# Small aggressive cichlids for my tank



## gage (Feb 7, 2007)

hey guys, im looking for some sort of aggressive pairing cichlid that maxes at an absolute max of 3.5" or smaller.

i was thinking HRP's, but i have no clue how large a full grown male is.

any suggestions are appreciated, but no Mikrogeophagus or Apistogrammas.


----------



## hyposalinity (Apr 30, 2008)

Since we are in the CA Cichlid section, I would say Neets or Cons, both would be good choices for a 20long or 29show tank. Demanosi, Saulosi or Afras would be a good choice if we are talking Africans, but you would need 3 or 4, not a pair, consisting of 1 male and 2 or 3 females. A pair of Jewel Cichlids could be an option too though.


----------



## dwarfpike (Jan 22, 2008)

Yellow cons, _Archocentrus nanoluteus_ are the smallest central at 3-3.5 inches (even though the profile says they get bigger).

HBP get about 5" ...

I know it's not central, but african butterfly cichlids _Anomalochromis thomasi_ are sweet little 3" cichlids. Despite being named after rams and looking like them, they are in the jewelfish family and show it! :thumb:


----------



## gage (Feb 7, 2007)

thanx for the replys guys.

hyposalinty, cons and neets get to large, needs to stay at 3ish inchs, and neets and cons get to large, im thinking about getting a neet for my large tank though. even the other fish you mentioned get much to large for what im looking for.

## Exercise objective
Extend the cichlid thread, picking up right after its final post. The material comes from a separate source and has no connection to the cichlid thread.

## Given data

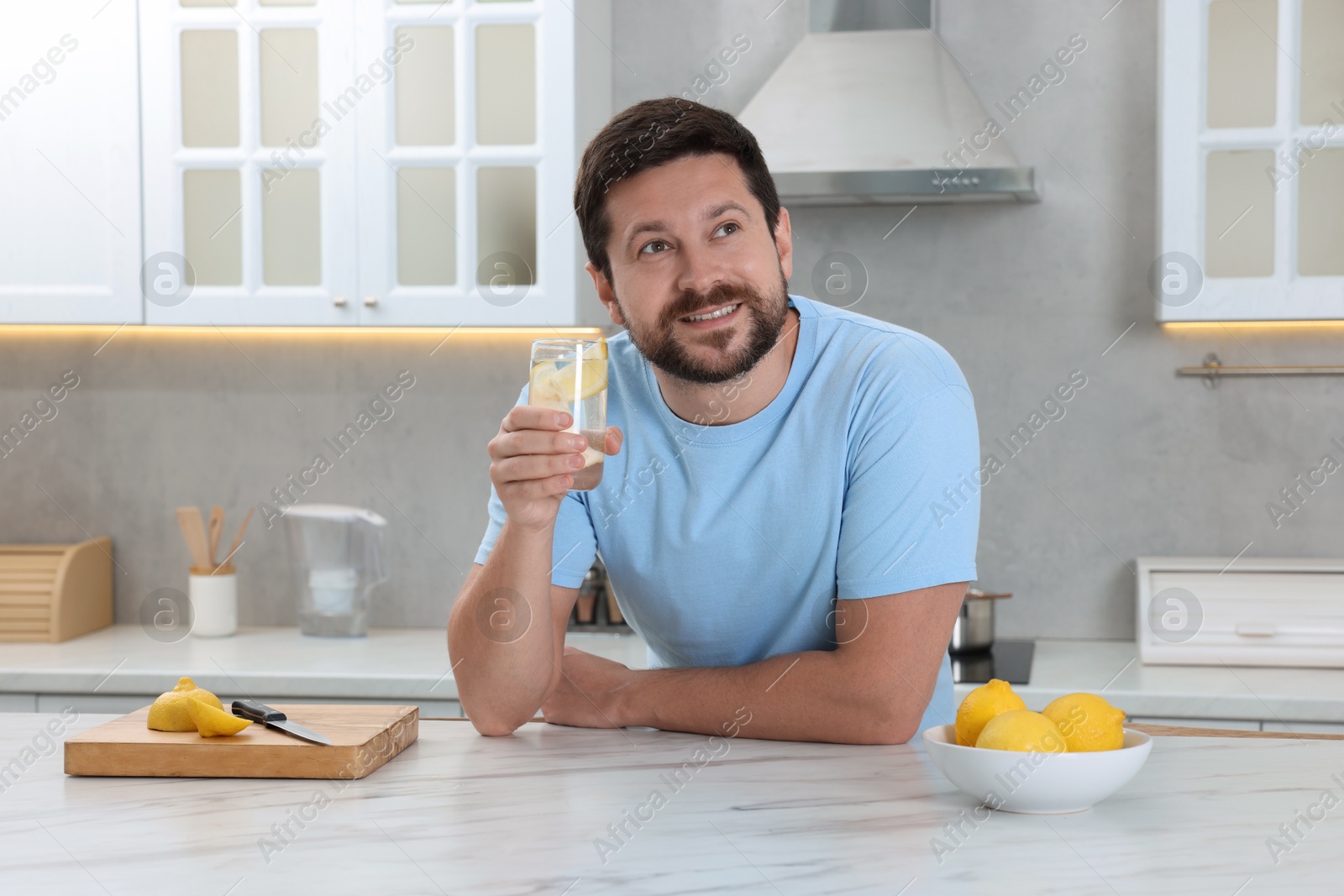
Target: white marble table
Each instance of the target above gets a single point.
(114, 669)
(459, 813)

## Answer to this exercise
thanx for the suggestions dwarf pike, *** heard of the yellow dwarfs, but i dunno how easy they are to find, and ill look into the butterfly cichlid!


----------



## kaphil (Aug 3, 2006)

If you are willing to consider African, you could do worse than the good old kribensis. A pair is plenty aggressive but does not have huge territorial demands. Colourful, easily available and easy to breed.


----------



## heylady (Oct 14, 2004)

Rainbows! Small, aggressive, colorful....


----------



## shef (Oct 3, 2004)

Rainbows are small and colorful, but I've never had one that could be considered aggressive.


----------



## travis2k (Apr 23, 2008)

> I would say Neets or Cons


Well my male cons are closer to 6" than they are to 3.5"

If you are looking for small and agressive, you might be better with africans


----------



## gage (Feb 7, 2007)

sorry for not replying, been on a trip for band class.

im still looking for options, im goin to do some research and see what i can come up with.

thanx.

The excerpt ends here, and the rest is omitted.